_Working data_
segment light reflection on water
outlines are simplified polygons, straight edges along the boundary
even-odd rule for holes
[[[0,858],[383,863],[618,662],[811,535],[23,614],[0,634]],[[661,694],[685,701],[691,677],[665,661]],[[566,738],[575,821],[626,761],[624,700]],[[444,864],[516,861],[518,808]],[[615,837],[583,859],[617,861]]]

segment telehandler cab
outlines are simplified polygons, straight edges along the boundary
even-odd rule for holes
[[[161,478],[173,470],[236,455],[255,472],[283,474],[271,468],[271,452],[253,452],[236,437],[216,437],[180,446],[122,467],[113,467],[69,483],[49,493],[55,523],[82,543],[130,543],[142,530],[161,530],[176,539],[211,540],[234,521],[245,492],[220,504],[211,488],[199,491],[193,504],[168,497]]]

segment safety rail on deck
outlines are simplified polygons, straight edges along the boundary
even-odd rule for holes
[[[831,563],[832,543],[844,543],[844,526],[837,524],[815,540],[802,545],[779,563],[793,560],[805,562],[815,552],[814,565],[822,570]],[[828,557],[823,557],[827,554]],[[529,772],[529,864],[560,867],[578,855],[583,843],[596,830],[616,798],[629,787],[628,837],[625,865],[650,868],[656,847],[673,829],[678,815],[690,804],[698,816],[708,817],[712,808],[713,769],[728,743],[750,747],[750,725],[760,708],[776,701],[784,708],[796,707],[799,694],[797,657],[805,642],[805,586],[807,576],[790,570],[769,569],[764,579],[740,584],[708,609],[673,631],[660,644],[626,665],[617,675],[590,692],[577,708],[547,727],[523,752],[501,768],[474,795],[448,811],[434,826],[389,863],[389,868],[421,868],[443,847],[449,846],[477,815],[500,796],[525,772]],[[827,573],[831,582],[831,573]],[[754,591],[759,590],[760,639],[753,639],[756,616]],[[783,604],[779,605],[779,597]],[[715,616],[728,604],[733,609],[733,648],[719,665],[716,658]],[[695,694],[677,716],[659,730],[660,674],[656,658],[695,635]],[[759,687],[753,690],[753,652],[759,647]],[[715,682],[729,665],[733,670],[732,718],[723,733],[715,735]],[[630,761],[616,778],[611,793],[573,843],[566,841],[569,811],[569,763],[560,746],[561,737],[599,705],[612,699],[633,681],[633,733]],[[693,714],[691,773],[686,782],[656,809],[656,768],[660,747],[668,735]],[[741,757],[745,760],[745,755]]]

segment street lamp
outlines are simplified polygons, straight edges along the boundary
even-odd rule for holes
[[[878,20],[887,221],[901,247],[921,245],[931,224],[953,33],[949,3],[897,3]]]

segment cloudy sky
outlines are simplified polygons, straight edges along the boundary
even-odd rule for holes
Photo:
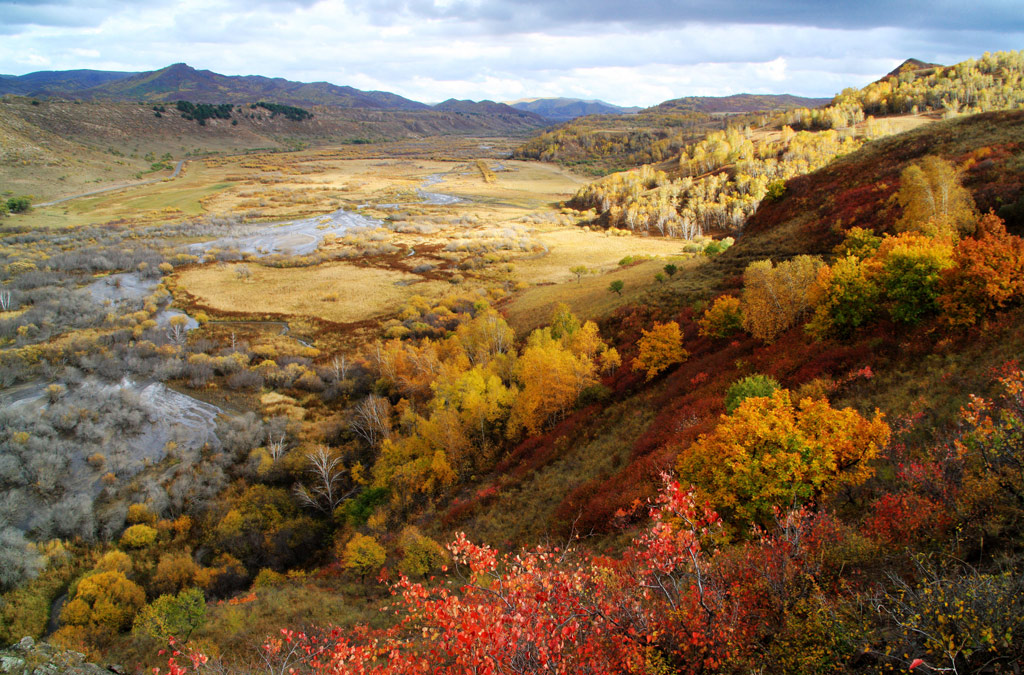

_Problem details_
Replace "even-odd rule" with "nonzero winding rule" throughout all the records above and write the lines out again with nothing else changed. Leave out the pictures.

_Answer below_
segment light reflection on water
outlines are simplified polygons, straight edges along the boundary
nonzero winding rule for holes
[[[0,858],[383,863],[618,662],[811,535],[23,614],[0,634]],[[661,694],[685,701],[691,677],[665,661]],[[566,738],[575,821],[626,761],[624,700]],[[444,864],[516,861],[518,808]],[[615,837],[583,859],[617,861]]]

segment telehandler cab
outlines are simplified polygons, straight edges along the boundary
nonzero winding rule for holes
[[[161,478],[173,470],[236,455],[255,472],[283,474],[271,468],[271,452],[253,452],[236,437],[216,437],[180,446],[122,467],[113,467],[69,483],[49,493],[55,523],[82,543],[130,543],[142,530],[161,530],[176,539],[211,540],[234,521],[245,492],[220,504],[211,488],[199,491],[193,504],[168,497]]]

segment safety rail on deck
outlines are simplified polygons, straight edges along the boundary
nonzero winding rule for holes
[[[831,563],[832,543],[844,543],[844,526],[837,524],[815,540],[802,545],[779,563],[793,560],[805,562],[815,552],[814,565],[822,570]],[[828,557],[823,557],[827,554]],[[529,772],[529,864],[560,867],[578,855],[583,843],[596,830],[616,798],[629,787],[628,837],[625,865],[650,868],[656,847],[673,829],[678,815],[690,804],[698,816],[708,817],[712,808],[713,769],[728,743],[750,747],[750,725],[760,708],[776,701],[784,708],[796,707],[799,694],[797,657],[805,642],[805,586],[807,576],[790,570],[769,569],[764,579],[740,584],[708,609],[673,631],[660,644],[626,665],[617,675],[590,692],[577,708],[547,727],[523,752],[501,768],[474,795],[448,811],[434,826],[389,863],[389,868],[421,868],[443,847],[449,846],[477,815],[500,796],[525,772]],[[827,573],[831,582],[831,573]],[[754,591],[759,590],[760,639],[753,639],[756,616]],[[783,604],[779,605],[779,597]],[[715,616],[728,604],[733,609],[733,648],[719,665],[716,658]],[[695,694],[677,716],[659,730],[660,674],[656,658],[695,635]],[[759,687],[753,690],[753,652],[759,647]],[[715,682],[729,665],[733,670],[732,718],[723,733],[715,735]],[[630,761],[616,778],[611,793],[573,843],[566,841],[569,811],[569,763],[560,746],[561,737],[599,705],[612,699],[633,681],[633,733]],[[693,714],[691,773],[686,782],[656,809],[656,768],[660,747],[668,735]],[[741,757],[745,760],[745,755]]]

segment street lamp
outlines are simplified polygons, straight edges along the boundary
nonzero winding rule for holes
[[[878,20],[887,221],[901,247],[921,245],[931,224],[953,33],[949,3],[897,3]]]

segment cloudy sky
outlines are simplified polygons, straight edges along the boundary
nonzero winding rule for holes
Photo:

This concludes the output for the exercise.